#### [Directions]
Go through the entries below and write each one out exactly.

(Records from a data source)
╭──

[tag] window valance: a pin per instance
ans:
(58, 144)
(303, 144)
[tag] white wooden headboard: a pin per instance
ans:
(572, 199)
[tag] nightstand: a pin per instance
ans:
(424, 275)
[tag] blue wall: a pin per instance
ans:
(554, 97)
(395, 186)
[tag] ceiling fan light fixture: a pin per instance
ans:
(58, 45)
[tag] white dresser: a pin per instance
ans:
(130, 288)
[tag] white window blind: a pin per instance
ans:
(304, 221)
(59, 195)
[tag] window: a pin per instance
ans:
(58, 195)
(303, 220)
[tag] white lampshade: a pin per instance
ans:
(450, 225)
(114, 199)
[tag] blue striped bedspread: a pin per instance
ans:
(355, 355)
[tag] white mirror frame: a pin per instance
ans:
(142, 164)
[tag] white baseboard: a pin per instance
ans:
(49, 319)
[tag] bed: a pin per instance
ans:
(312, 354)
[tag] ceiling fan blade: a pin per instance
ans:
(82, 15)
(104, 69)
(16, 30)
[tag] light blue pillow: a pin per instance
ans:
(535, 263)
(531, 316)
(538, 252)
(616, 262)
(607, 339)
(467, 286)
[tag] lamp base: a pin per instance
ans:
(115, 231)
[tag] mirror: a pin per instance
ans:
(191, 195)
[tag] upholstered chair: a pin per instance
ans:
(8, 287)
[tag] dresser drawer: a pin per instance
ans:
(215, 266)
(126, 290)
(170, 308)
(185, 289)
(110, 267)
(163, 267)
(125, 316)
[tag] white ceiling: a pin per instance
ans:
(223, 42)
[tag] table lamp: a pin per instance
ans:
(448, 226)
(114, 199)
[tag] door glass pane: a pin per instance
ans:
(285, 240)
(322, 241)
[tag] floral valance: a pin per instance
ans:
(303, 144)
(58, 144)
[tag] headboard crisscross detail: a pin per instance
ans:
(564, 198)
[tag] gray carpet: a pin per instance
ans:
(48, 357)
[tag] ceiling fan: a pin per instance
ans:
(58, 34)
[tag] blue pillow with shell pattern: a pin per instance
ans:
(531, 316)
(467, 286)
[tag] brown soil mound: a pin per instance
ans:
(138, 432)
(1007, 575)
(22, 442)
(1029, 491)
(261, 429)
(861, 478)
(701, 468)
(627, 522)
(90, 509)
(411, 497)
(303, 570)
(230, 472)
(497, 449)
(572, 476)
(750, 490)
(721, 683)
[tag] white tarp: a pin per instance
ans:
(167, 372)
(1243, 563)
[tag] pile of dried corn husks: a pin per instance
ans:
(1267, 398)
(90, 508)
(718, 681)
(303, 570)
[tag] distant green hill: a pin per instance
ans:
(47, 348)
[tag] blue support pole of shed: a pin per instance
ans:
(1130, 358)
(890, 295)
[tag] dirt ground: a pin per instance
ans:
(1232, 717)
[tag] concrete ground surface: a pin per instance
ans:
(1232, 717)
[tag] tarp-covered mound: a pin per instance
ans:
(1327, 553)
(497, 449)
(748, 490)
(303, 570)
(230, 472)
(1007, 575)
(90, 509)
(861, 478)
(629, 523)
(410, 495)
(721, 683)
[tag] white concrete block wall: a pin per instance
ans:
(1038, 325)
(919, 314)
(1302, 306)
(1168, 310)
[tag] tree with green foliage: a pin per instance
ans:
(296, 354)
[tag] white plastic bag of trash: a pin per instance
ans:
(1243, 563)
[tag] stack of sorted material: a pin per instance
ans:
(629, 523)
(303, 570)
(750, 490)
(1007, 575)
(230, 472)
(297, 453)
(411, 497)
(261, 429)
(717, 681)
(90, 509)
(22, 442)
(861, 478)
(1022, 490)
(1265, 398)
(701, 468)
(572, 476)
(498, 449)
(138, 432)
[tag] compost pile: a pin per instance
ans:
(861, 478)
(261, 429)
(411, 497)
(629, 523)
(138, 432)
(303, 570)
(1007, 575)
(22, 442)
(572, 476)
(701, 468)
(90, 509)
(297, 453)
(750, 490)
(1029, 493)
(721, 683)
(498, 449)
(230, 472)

╰──

#### [Response to the task]
[tag] window valance: a pin per instance
ans:
(58, 144)
(303, 144)
[tag] white wooden headboard: a pin per instance
ans:
(572, 199)
[tag] nightstand: a pin per instance
ans:
(424, 275)
[tag] blue wall: a pin per instance
ans:
(554, 97)
(395, 186)
[tag] ceiling fan light fixture: a pin per instance
ans:
(58, 45)
[tag] white dresser: a pin per instance
ans:
(130, 288)
[tag] white window blind: a pin per instance
ans:
(304, 221)
(59, 195)
[tag] window: a pin per instance
ans:
(58, 195)
(303, 220)
[tag] white lampshade: a pin per instance
ans:
(450, 225)
(114, 199)
[tag] blue striped bedspread: a pin per instance
ans:
(355, 355)
[tag] white mirror frame: a pin per instance
ans:
(142, 164)
[tag] white baseboard: a pin per instance
ans:
(49, 319)
[tag] bed: a pin per instance
ans:
(312, 354)
[tag] ceiling fan blade: a pin per instance
ans:
(82, 15)
(104, 69)
(16, 30)
[tag] light blue pillow: a pin per instance
ans:
(535, 263)
(531, 316)
(538, 252)
(616, 262)
(607, 339)
(467, 286)
[tag] lamp base: a pin per instance
ans:
(115, 231)
[tag] mirror: a pin per instance
ans:
(191, 195)
[tag] upholstered chair: a pin per instance
ans:
(8, 287)
[tag] dresser drawer: a pin per instance
ans:
(215, 266)
(126, 290)
(170, 308)
(185, 289)
(110, 267)
(163, 267)
(125, 316)
[tag] white ceiling: a pin per instance
ans:
(223, 42)
[tag] table lamp: a pin per instance
ans:
(448, 226)
(114, 199)
[tag] door glass pane: a pin per instance
ans:
(285, 240)
(322, 241)
[tag] floral valance: a pin per instance
ans:
(303, 144)
(58, 144)
[tag] headboard crisscross detail: a pin per instance
ans:
(564, 198)
[tag] gray carpet: a pin per instance
ans:
(48, 357)
[tag] ceiling fan: a pin per instance
ans:
(58, 34)
[tag] blue pillow with shell pattern: a pin per instance
ans:
(531, 316)
(467, 286)
[tag] brown soil mound: a pin per instance
ans:
(138, 432)
(1007, 575)
(22, 442)
(1029, 491)
(261, 429)
(861, 478)
(701, 468)
(627, 522)
(90, 509)
(411, 497)
(303, 570)
(230, 472)
(497, 449)
(572, 476)
(750, 490)
(721, 683)
[tag] white tarp: a pin per instance
ans:
(167, 372)
(1243, 563)
[tag] pile of dried corn husks: a pin per instance
ans:
(1267, 398)
(90, 508)
(718, 681)
(303, 570)
[tag] distant green hill: a pin per instance
ans:
(47, 348)
[tag] blue support pole of shed: a pin per instance
ans:
(1130, 358)
(890, 295)
[tag] dirt ground: a pin per instance
ans:
(1232, 717)
[tag] concrete ground surface: a pin per instance
ans:
(1232, 717)
[tag] tarp-covered mound: a pin per instance
ans:
(1327, 553)
(497, 449)
(748, 490)
(303, 570)
(230, 472)
(1007, 575)
(90, 509)
(861, 478)
(629, 523)
(410, 495)
(721, 683)
[tag] white concrete block wall: a pin per instance
ans:
(1038, 325)
(919, 314)
(1302, 306)
(1168, 310)
[tag] tree with green foliage: a pin per instance
ans:
(296, 354)
[tag] white plastic bag of trash: a pin per instance
ans:
(1243, 563)
[tag] stack of sorted material: a pin per instance
ans:
(629, 523)
(303, 570)
(750, 490)
(1007, 575)
(230, 472)
(297, 453)
(411, 497)
(261, 429)
(717, 681)
(90, 509)
(22, 442)
(861, 478)
(1022, 490)
(1265, 398)
(701, 468)
(572, 476)
(498, 449)
(138, 432)
[tag] compost pile: a pin per instance
ans:
(861, 478)
(261, 429)
(411, 497)
(629, 523)
(138, 432)
(303, 570)
(1007, 575)
(22, 442)
(572, 476)
(701, 468)
(90, 509)
(297, 453)
(750, 490)
(1029, 493)
(721, 683)
(498, 449)
(230, 472)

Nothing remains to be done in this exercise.